• DIRECTIONS FOR THIS TASK: Copy out every one of the items below, substituting "one point for each instance" for "one keypoint per instance" wherever it occurs and changing nothing else.

• Records from a dataset:
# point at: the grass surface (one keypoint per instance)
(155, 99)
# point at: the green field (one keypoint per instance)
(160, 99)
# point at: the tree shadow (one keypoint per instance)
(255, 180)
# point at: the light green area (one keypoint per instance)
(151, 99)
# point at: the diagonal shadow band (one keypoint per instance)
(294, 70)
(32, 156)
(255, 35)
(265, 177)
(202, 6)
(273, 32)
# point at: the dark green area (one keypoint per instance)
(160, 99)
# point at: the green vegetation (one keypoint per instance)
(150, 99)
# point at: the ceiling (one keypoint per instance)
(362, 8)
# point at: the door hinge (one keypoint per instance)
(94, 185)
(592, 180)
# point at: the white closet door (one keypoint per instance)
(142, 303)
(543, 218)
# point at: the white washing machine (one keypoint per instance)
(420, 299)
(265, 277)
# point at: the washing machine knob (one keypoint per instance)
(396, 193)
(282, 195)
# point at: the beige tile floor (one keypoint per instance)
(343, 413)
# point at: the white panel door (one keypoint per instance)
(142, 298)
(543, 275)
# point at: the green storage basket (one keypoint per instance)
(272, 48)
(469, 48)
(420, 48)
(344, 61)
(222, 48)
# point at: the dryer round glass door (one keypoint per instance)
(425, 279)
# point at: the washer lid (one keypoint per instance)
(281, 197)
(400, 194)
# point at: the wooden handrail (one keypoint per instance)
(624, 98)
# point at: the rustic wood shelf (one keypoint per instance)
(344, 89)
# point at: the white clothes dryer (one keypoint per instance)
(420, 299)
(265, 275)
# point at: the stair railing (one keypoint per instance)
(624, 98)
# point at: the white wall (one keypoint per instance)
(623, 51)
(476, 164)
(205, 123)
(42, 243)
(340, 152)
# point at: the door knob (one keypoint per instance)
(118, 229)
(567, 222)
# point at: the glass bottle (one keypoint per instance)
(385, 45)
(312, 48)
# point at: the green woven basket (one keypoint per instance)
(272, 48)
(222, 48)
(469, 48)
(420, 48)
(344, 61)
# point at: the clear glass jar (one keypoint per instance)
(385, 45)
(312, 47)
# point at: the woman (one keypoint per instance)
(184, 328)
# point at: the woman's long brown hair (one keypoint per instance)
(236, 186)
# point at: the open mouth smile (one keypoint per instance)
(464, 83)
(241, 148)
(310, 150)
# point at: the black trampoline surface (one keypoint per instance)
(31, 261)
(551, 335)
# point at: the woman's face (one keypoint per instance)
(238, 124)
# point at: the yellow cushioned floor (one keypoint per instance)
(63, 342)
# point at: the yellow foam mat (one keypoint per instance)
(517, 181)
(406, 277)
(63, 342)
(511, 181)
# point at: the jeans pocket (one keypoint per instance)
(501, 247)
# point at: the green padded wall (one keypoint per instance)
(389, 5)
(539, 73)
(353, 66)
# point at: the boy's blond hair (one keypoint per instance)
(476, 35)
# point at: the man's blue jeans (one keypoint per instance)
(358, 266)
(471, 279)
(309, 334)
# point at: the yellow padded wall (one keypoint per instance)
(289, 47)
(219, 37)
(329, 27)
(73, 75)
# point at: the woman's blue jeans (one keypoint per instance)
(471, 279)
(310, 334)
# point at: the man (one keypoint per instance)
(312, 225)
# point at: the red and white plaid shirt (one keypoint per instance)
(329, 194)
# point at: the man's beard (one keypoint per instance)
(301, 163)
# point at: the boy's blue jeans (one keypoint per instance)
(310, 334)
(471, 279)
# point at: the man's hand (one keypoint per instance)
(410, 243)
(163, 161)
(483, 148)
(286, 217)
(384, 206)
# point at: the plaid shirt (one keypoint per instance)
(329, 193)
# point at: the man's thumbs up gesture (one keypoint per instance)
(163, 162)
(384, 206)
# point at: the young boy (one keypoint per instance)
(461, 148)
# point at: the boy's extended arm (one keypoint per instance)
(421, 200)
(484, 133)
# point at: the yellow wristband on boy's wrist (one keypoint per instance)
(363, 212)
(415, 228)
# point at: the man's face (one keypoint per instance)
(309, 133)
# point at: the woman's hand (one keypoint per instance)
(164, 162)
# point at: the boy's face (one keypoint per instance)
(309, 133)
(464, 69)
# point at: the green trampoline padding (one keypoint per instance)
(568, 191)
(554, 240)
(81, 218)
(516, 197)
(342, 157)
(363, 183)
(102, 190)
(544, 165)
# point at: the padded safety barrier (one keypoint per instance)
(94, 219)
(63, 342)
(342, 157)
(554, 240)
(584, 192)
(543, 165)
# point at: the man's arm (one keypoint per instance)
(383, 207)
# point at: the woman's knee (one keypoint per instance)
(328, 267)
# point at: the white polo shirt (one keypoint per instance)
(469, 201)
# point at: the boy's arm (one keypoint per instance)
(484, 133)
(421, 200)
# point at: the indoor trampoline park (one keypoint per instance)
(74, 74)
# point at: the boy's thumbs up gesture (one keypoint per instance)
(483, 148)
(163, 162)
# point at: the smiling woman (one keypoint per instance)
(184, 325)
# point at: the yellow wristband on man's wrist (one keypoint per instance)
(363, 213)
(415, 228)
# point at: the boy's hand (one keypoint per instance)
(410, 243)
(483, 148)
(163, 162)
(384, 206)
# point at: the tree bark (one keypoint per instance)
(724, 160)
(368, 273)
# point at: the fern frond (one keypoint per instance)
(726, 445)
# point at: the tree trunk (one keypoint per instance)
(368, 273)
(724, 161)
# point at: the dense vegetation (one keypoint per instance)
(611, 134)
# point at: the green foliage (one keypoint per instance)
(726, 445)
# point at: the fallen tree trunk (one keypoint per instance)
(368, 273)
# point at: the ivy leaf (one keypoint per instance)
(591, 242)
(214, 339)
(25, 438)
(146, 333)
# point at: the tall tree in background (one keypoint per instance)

• RESPONSE TO THIS TASK:
# point at: the grass surface (one point for each instance)
(155, 99)
# point at: the green field (one point for each instance)
(160, 99)
# point at: the tree shadow (one point for each instance)
(255, 180)
# point at: the light green area (one point for each instance)
(151, 99)
# point at: the diagonal shadow band (one point for each instance)
(294, 70)
(32, 156)
(255, 35)
(265, 177)
(202, 6)
(273, 32)
# point at: the dark green area (one point for each instance)
(160, 99)
# point at: the green vegetation (one point for each instance)
(150, 99)
# point at: the ceiling (one point for each instance)
(362, 8)
# point at: the door hinge (one point for each instance)
(94, 185)
(592, 180)
# point at: the white closet door (one point for each instance)
(142, 303)
(543, 218)
# point at: the white washing machine (one point for each instance)
(420, 299)
(265, 277)
# point at: the washing machine knob (one point for each instance)
(396, 193)
(282, 195)
# point at: the beige tile floor (one point for each instance)
(343, 413)
# point at: the white panel door (one point for each instance)
(142, 298)
(543, 275)
# point at: the green storage basket (one point for each instance)
(272, 48)
(469, 48)
(420, 48)
(344, 61)
(222, 48)
# point at: the dryer round glass door (one point for each instance)
(425, 279)
# point at: the washer lid (one point for each instance)
(281, 197)
(400, 194)
# point at: the wooden handrail (one point for each instance)
(624, 98)
# point at: the rustic wood shelf (one point for each instance)
(344, 89)
# point at: the white clothes dryer (one point for each instance)
(420, 299)
(265, 275)
# point at: the stair railing (one point for each instance)
(624, 98)
# point at: the white wall (one point for each instance)
(623, 51)
(476, 164)
(205, 123)
(42, 243)
(340, 152)
# point at: the door knob (one point for each instance)
(118, 229)
(567, 222)
# point at: the glass bottle (one point for each instance)
(385, 45)
(312, 48)
# point at: the green woven basket (one point for each instance)
(272, 48)
(222, 48)
(469, 48)
(420, 48)
(344, 61)
# point at: the clear glass jar (one point for each instance)
(385, 45)
(312, 47)
# point at: the woman (one point for each instance)
(184, 328)
# point at: the woman's long brown hair (one point for each instance)
(236, 186)
# point at: the open mouth smile (one point for each instance)
(464, 83)
(241, 148)
(310, 150)
# point at: the black trampoline surface (one point for each instance)
(31, 261)
(551, 335)
# point at: the woman's face (one point for each instance)
(238, 124)
# point at: the yellow cushioned floor (one point for each instance)
(63, 342)
# point at: the yellow foam mat (one point for each instance)
(517, 181)
(406, 277)
(63, 342)
(511, 181)
# point at: the jeans pocket (one point for each instance)
(501, 247)
# point at: the green padded wall (one point for each instance)
(389, 5)
(539, 73)
(353, 66)
# point at: the boy's blond hair (one point for each instance)
(476, 35)
# point at: the man's blue jeans (one point for each instance)
(358, 266)
(471, 279)
(309, 334)
# point at: the yellow padded wall (one point for each instance)
(289, 47)
(219, 37)
(329, 27)
(73, 75)
# point at: the woman's blue jeans (one point for each instance)
(471, 279)
(310, 334)
# point at: the man (one point for each instance)
(312, 225)
# point at: the red and white plaid shirt (one point for each instance)
(329, 194)
# point at: the man's beard (one point for each instance)
(301, 163)
# point at: the boy's blue jeans (one point for each instance)
(310, 334)
(471, 279)
# point at: the man's hand (one point for each instance)
(410, 243)
(163, 161)
(483, 148)
(286, 217)
(384, 206)
# point at: the plaid shirt (one point for each instance)
(329, 193)
# point at: the man's thumbs up gesture (one point for each instance)
(163, 162)
(384, 206)
# point at: the young boy (one point for each instance)
(461, 148)
# point at: the boy's extended arm (one point for each instance)
(421, 200)
(484, 133)
# point at: the yellow wristband on boy's wrist (one point for each instance)
(363, 212)
(415, 228)
# point at: the man's face (one point for each instance)
(309, 133)
# point at: the woman's hand (one point for each instance)
(164, 162)
# point at: the boy's face (one point for each instance)
(309, 133)
(464, 69)
# point at: the green trampoline padding (one point for each instance)
(568, 191)
(554, 240)
(81, 218)
(516, 197)
(342, 157)
(363, 183)
(102, 190)
(544, 165)
# point at: the padded safety barrier (one point for each instance)
(94, 219)
(63, 342)
(342, 157)
(554, 240)
(584, 192)
(543, 165)
# point at: the man's arm (one point for each instance)
(383, 207)
# point at: the woman's knee (one point for each instance)
(328, 267)
# point at: the white polo shirt (one point for each instance)
(469, 201)
# point at: the boy's arm (one point for each instance)
(484, 133)
(421, 200)
# point at: the indoor trampoline park (one point for each instance)
(74, 74)
# point at: the boy's thumbs up gesture (one point for each instance)
(483, 148)
(163, 162)
# point at: the smiling woman (one point for each instance)
(184, 325)
# point at: the yellow wristband on man's wrist (one point for each instance)
(363, 213)
(415, 228)
# point at: the boy's hand (one point for each instance)
(410, 243)
(483, 148)
(163, 162)
(384, 206)
# point at: the tree bark (one point for each instance)
(724, 160)
(368, 273)
# point at: the fern frond (one point for each instance)
(726, 445)
# point at: the tree trunk (one point for each instance)
(368, 273)
(724, 161)
# point at: the dense vegetation (one point for each instance)
(611, 134)
# point at: the green foliage (one point for each instance)
(726, 445)
# point at: the fallen tree trunk (one point for each instance)
(368, 273)
# point at: the ivy leaf (one point for each instance)
(591, 242)
(214, 339)
(25, 438)
(146, 333)
# point at: the tall tree in background (one point for each instance)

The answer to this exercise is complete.